Data records:
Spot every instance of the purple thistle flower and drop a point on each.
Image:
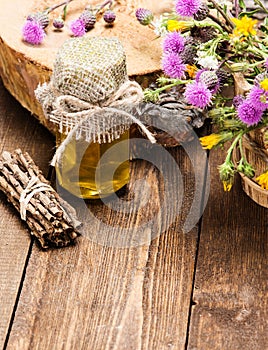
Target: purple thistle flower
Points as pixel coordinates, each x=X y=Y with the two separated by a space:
x=249 y=114
x=172 y=65
x=258 y=98
x=209 y=78
x=58 y=23
x=33 y=33
x=187 y=8
x=238 y=100
x=78 y=27
x=109 y=16
x=173 y=42
x=198 y=94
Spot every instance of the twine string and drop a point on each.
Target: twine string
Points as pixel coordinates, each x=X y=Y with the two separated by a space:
x=34 y=186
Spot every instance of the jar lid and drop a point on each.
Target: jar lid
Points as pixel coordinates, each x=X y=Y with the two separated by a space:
x=90 y=68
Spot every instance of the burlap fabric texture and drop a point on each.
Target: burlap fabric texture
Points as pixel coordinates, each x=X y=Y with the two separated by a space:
x=88 y=88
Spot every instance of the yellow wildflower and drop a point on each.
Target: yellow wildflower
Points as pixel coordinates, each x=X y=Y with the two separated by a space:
x=244 y=26
x=191 y=70
x=181 y=26
x=264 y=84
x=263 y=180
x=210 y=141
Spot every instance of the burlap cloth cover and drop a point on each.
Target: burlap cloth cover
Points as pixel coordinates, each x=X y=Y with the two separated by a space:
x=88 y=91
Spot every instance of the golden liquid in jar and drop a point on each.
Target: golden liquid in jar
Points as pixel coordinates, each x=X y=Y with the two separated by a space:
x=77 y=173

Exercise:
The result should be a verbatim copy of the data, free of pictures.

Finished exercise:
Spot every instance of the purple thistle flower and drop a point on each.
Image:
Target: purple thistle flower
Points as pixel coordinates, each x=X y=Y with the two separated by a space:
x=249 y=114
x=172 y=65
x=258 y=98
x=209 y=78
x=58 y=23
x=33 y=33
x=187 y=8
x=238 y=100
x=78 y=27
x=109 y=16
x=173 y=42
x=198 y=94
Spot every instance of the twine string and drop a point on each.
Target: twine string
Points as pixel coordinates, each x=X y=Y with the two separated by a space:
x=34 y=186
Spot every instance of the jar lid and drop a point on each.
Target: jar lid
Points as pixel coordinates, each x=X y=Y with the two separated by a space:
x=90 y=68
Spot every instance of the burlap fabric texture and drop a point on each.
Target: burlap fabric texture
Points as pixel coordinates, each x=X y=Y with the two separated by a space:
x=88 y=88
Spot every instance of the yellow wildflower and drop a point on each.
Target: yellow wildflower
Points as pixel coordinates, each x=X y=Y with the two separated by a space:
x=244 y=26
x=191 y=70
x=181 y=26
x=264 y=84
x=263 y=180
x=210 y=141
Spot every instance of the burlap cloth cover and drop a point on each.
Target: burlap cloth cover
Points as pixel coordinates, each x=X y=Y with the two separated by a space:
x=88 y=91
Spot every instance of the golden liquid in jar and drop a point on each.
Target: golden liquid in jar
Points as pixel coordinates, each x=X y=Y with the two separated by a space:
x=77 y=173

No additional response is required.